RECORDS TO PROCESS.
• • • • •
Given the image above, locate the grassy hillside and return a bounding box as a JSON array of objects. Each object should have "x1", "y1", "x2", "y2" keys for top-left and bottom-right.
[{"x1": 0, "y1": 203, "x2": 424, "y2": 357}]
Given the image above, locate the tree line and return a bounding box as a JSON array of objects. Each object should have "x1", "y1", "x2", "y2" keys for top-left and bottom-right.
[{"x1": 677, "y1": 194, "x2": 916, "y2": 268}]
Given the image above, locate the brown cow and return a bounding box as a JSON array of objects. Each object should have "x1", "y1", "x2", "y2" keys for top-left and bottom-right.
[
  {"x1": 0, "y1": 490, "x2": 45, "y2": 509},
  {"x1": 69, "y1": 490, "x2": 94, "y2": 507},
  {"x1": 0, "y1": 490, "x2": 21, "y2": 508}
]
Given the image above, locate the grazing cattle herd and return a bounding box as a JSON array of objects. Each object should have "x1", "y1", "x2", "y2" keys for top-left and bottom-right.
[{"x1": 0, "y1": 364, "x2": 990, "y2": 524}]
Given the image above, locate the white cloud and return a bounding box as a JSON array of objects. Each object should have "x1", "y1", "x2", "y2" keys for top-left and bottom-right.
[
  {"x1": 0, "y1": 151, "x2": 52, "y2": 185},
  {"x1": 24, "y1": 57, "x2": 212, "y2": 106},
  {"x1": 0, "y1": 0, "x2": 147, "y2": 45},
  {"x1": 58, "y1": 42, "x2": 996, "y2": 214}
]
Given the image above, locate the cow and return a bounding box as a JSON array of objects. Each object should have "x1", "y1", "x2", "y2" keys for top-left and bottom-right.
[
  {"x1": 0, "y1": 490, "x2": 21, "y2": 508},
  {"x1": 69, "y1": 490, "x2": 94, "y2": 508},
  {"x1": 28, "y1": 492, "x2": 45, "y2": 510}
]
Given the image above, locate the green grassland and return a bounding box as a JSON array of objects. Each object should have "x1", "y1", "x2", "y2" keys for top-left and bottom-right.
• • • • •
WHAT TO DO. Rewrite all of the material above, swapping every "bounding box" for "rectangle" and leaving everything else unchanged.

FINAL ANSWER.
Given the image above, locate the grassy hillside and return a rectangle as a JSON array of objects. Each object should have "x1", "y1", "x2", "y2" keys for top-left and bottom-right.
[{"x1": 0, "y1": 203, "x2": 424, "y2": 357}]
Given the image above, locate the tree line and return a rectangle as a JSON array of objects. Each object should have "x1", "y1", "x2", "y2" keys for top-left and bottom-right.
[{"x1": 677, "y1": 194, "x2": 916, "y2": 268}]
Given the image above, locate the brown cow and return a rectangle as a JSON array of objects. Each object should have "x1", "y1", "x2", "y2" keys for top-left and bottom-right.
[
  {"x1": 0, "y1": 490, "x2": 45, "y2": 509},
  {"x1": 69, "y1": 490, "x2": 94, "y2": 507},
  {"x1": 0, "y1": 490, "x2": 21, "y2": 508}
]
Given the image above, locate the grazing cattle herd and return a rectangle as a JSON array of objects. Each object should have "x1", "y1", "x2", "y2" keys for top-left and bottom-right.
[{"x1": 0, "y1": 364, "x2": 990, "y2": 524}]
Given the image above, locate the white cloud and return a rectangle as a JSON array of objects. Each object should have "x1", "y1", "x2", "y2" keys for top-left and bottom-right.
[
  {"x1": 0, "y1": 151, "x2": 52, "y2": 185},
  {"x1": 24, "y1": 57, "x2": 212, "y2": 106},
  {"x1": 0, "y1": 0, "x2": 147, "y2": 45},
  {"x1": 58, "y1": 42, "x2": 996, "y2": 214}
]
Given the image above, locate the cow and return a rectangle as a JSON array of objects. Each object should have "x1", "y1", "x2", "y2" keys for top-left and bottom-right.
[
  {"x1": 0, "y1": 490, "x2": 21, "y2": 508},
  {"x1": 69, "y1": 490, "x2": 94, "y2": 508},
  {"x1": 28, "y1": 492, "x2": 45, "y2": 510}
]
Given the image above, locate the green grassland and return a rectangle as a JSON array of objects. Each object should have "x1", "y1", "x2", "y2" keys for top-left and bottom-right.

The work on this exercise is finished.